Exercise directions → Omit the pictures, then reproduce every remaining record exactly.
▼
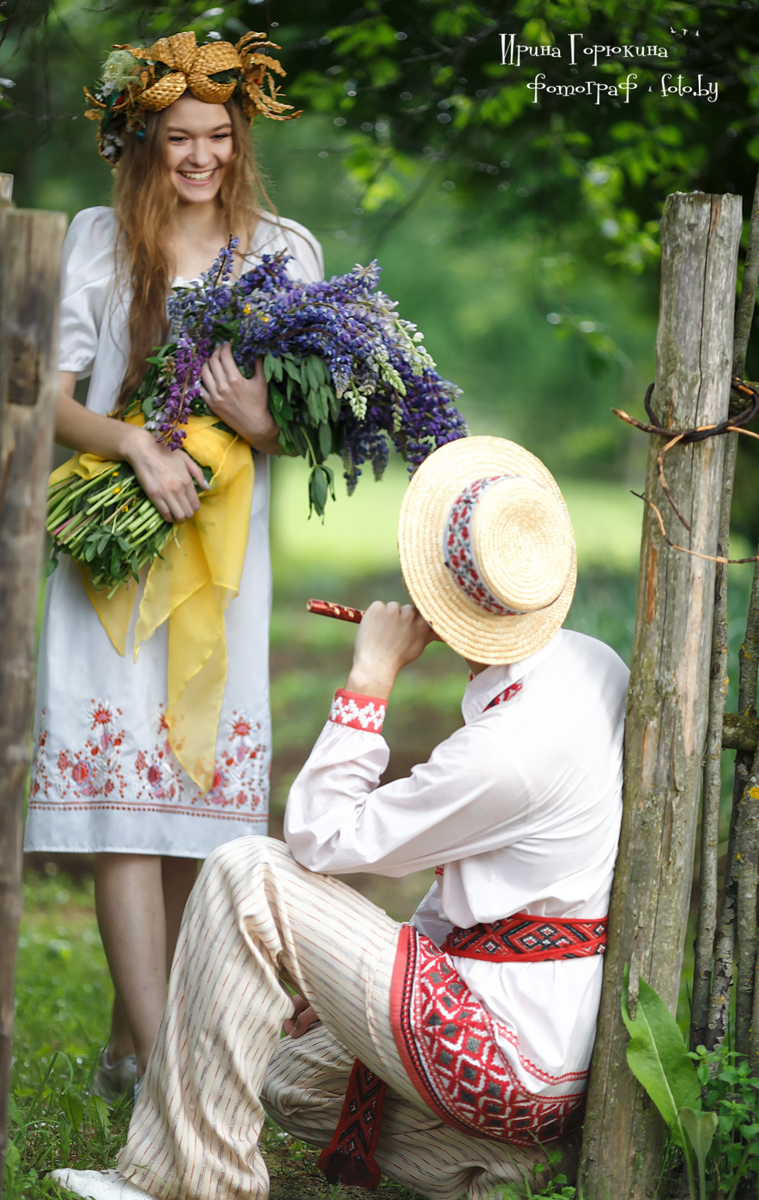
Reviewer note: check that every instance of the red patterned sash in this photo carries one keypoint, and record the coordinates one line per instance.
(527, 939)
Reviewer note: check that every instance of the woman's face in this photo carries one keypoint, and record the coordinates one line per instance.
(198, 148)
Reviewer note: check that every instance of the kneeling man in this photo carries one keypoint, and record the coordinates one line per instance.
(452, 1051)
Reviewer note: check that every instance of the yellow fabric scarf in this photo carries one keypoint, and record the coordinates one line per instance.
(190, 587)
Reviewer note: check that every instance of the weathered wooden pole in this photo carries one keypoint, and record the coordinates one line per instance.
(712, 972)
(667, 705)
(30, 245)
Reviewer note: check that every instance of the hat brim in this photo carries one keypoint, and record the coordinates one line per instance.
(471, 631)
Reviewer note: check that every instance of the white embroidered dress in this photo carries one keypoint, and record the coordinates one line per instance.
(103, 775)
(520, 808)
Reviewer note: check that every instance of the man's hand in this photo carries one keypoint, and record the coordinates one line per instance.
(388, 637)
(240, 402)
(302, 1020)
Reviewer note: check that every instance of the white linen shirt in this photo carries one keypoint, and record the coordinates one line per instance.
(521, 807)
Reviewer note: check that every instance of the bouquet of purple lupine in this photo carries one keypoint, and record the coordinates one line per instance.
(346, 376)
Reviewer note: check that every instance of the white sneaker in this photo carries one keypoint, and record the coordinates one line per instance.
(112, 1079)
(99, 1185)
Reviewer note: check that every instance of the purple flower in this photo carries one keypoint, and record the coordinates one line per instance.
▲
Solution →
Reviewer note: check that every instance of the red patterned sash in this photo carries one keypoint, and record the coordinates one line per instance.
(527, 939)
Reviewer note: check that every instance of the woman's face in this photo carries one keypoint, and record the coordinates one line per instance.
(198, 148)
Reviewer note: check that every instance of the kneeling man in this photo carries one keypoint, and record the coordinates one line per instance.
(452, 1051)
Reviewer note: check that every instance of the yellow fabric scarf in this photo carries one keypoint, and record the coordinates one line per instance.
(190, 587)
Reviewer note: check that every instance of the weathered wooden pole in this photo carries one keypoint, and record the coordinates one line per instance.
(712, 972)
(667, 705)
(30, 245)
Reviewer note: check that every instance of the hat brim in this photo carries one keypoint, and record the coordinates one line per instance.
(471, 631)
Reviewer note: check that every instance of the white embroidered dress in this photo carries one keypoint, and record the coordinates one line per instance.
(103, 775)
(520, 808)
Reviewer note: check that every instance of the man's hand in this photo carries one keypoint, and record the coordinates one line per instance.
(388, 637)
(240, 402)
(302, 1020)
Reviewer note: check that every instance of the white linen shirt in this photo carries one keypoint, and record the coordinates one line per instance.
(521, 807)
Reviewer note: check that every instance of the bouquet of purple lupine in this photo carries one keypoint, and record the coordinates one line per instance.
(346, 376)
Reviewer note: check that every instance of the white sneaker in this photo carries one keypoint, and record the coordinates one line per instance.
(112, 1079)
(99, 1185)
Reviewer note: check that every instance of the purple flower in this photo carries one keypoint, and record the coordinates one line per instance.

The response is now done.